§ Work instruction 1
From the article about a Contact Centre Coordinator's day, list each task that Jasminder performs as part of her daily routine.
§ Work instruction 2
Please carry on the article about a Contact Centre Coordinator's day, starting after its final sentence.
[Opening Excerpted text section]
IT FEELS GOOD!   

CONFIDENTIAL CHAT

A day in the life of a Contact Centre Coordinator

by Angela Danko

CCC Jasminder Randhawa answering calls on the 211 lines.

There is no such thing as an ordinary day at work for a Contact Centre Coordinator (CCC).

“No day is ever the same,” says CCC, Jasminder Randhawa.

Each caller is different – they have unique needs, a meaningful story to share and a voice to be heard. Jasminder plays an essential role in ensuring the caller is listened to and receives the resources they need to be safe and get through the day.

Like many of our staff, Jasminder began as a volunteer on our crisis lines. After moving through various volunteer roles and receiving over 32 hours of training in Contact Centre and 211 Information and Referral Services, Jasminder made the transition to full-time CCC in April 2014.

To succeed in her role Jasminder needs to be able to multitask.  CCCs provide guidance and supervision to the volunteers, while ensuring the day-to-day operations of the Contact Centre function seamlessly. As part of her daily routine, she listens in on calls and provides volunteers with written and verbal feedback. She also reviews all volunteer documentation and follows up on the referrals we give and receive from our community partners.

One of the more stressful aspects of the job is monitoring a high-risk call and deciding when to contact police (911) and emergency medical services to intervene.

“While on shift I listened in on a high risk call,” Jasminder recalls. “The caller had intent to take their own life and a method set out. As the call progressed the caller was not willing to create a safety plan or remove the harm. The caller thanked the volunteer for being the kind voice he spoke to before ending his life.”
[Closing Excerpted text section]
[Opening Data section]
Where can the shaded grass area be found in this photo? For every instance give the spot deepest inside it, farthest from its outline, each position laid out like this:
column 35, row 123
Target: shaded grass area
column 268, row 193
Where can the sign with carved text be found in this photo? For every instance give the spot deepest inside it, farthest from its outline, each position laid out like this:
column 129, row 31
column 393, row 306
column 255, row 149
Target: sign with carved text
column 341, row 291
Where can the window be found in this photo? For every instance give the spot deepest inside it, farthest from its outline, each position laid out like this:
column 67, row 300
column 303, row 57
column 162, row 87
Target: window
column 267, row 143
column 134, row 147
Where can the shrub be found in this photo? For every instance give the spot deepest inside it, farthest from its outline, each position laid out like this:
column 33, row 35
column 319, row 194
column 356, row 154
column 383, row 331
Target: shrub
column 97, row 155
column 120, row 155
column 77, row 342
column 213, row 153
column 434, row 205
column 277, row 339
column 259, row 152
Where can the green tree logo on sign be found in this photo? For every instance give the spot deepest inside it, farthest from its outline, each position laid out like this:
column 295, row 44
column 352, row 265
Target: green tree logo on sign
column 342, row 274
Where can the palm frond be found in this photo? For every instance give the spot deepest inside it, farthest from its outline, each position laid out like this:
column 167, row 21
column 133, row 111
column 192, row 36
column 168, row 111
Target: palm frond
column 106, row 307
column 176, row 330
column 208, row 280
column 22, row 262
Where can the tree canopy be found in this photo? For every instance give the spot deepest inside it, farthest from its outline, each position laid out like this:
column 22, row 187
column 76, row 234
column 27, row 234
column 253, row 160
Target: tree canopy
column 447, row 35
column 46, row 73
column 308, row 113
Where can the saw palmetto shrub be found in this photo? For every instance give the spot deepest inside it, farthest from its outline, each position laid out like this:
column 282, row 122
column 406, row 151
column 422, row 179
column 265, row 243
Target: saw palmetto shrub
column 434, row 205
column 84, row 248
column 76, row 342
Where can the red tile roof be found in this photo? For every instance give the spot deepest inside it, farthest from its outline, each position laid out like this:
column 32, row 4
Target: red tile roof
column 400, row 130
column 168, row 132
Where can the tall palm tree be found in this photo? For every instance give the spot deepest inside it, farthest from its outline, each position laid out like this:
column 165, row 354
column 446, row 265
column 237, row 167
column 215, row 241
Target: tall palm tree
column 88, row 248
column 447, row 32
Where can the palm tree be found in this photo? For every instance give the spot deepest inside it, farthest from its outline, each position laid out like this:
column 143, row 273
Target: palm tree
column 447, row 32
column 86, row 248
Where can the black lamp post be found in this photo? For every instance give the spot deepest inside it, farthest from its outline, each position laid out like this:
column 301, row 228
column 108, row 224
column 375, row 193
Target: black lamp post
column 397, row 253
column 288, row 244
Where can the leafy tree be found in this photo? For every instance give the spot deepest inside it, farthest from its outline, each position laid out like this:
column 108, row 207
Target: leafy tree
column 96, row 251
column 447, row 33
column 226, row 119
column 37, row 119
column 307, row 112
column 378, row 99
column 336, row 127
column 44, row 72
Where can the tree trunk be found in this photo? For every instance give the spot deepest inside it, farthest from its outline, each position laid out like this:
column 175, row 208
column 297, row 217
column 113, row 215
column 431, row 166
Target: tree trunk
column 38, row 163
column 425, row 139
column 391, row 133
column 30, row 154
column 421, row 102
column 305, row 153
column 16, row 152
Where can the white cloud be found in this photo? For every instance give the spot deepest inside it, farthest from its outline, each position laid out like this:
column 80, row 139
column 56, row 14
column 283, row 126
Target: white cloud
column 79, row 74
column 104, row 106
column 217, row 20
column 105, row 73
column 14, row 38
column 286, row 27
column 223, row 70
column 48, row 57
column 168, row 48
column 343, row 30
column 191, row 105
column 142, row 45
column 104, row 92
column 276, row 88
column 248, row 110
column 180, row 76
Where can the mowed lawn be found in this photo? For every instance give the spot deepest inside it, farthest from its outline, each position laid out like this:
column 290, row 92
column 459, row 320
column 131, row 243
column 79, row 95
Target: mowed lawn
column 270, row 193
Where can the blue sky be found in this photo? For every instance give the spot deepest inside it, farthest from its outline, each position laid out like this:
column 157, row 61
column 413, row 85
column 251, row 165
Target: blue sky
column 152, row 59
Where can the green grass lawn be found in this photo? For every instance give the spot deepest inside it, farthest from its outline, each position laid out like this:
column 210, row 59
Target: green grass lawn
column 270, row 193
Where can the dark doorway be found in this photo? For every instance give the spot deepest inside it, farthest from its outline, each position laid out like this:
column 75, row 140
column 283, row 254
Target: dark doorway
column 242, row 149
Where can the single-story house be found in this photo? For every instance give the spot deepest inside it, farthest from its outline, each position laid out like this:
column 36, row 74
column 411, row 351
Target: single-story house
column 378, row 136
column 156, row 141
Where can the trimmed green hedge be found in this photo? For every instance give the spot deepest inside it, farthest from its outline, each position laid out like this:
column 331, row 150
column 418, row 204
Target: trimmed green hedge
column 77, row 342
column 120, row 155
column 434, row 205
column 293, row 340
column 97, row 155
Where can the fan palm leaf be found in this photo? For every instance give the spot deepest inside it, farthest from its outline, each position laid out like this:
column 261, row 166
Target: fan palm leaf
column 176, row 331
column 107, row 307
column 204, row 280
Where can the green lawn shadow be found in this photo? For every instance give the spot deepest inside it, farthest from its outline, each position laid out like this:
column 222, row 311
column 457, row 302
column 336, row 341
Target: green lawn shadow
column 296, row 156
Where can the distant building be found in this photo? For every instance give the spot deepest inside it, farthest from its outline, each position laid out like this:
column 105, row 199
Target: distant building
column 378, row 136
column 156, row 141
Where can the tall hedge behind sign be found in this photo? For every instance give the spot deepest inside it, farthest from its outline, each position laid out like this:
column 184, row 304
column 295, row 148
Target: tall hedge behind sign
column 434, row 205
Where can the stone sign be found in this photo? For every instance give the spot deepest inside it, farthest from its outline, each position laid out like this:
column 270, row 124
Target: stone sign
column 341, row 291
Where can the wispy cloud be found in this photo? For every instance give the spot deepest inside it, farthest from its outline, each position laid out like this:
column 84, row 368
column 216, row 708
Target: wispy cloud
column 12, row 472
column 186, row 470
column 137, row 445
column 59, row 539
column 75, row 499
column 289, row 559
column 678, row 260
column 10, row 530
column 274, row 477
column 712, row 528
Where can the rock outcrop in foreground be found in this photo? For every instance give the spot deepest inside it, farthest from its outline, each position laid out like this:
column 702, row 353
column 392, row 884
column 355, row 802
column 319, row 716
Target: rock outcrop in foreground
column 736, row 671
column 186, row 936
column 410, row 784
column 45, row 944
[Closing Data section]
§ Result 1
- Listens in on calls
- Provides volunteers with written and verbal feedback
- Reviews all volunteer documentation
- Follows up on the referrals given to and received from community partners

§ Result 2
Jasminder explained that this call was especially difficult because the caller did not give any identifying information. We could not identify the call and he would not reveal his name in order for a rescue to be sent.

During a de-briefing with a team of mentors and managers and the emotionally distraught volunteer, it was discovered that this person was a frequent caller. Many staff and volunteers were familiar with his story, leading them to believe he did not actually intend to take his life.  Despite being a frequent caller, each call is taken very seriously.

Because crisis does not occur between 9am and 5pm Jasminder says that the 24-hour nature of Distress Centre is what distinguishes it as a valuable service in the community.

“Callers are often overwhelmed or an emotion is triggered when they do not have anything to occupy their minds with, or when he or she is unable to access professional help,” she says. “Distress Centre makes it possible for someone in crisis to get support at all hours of the day.”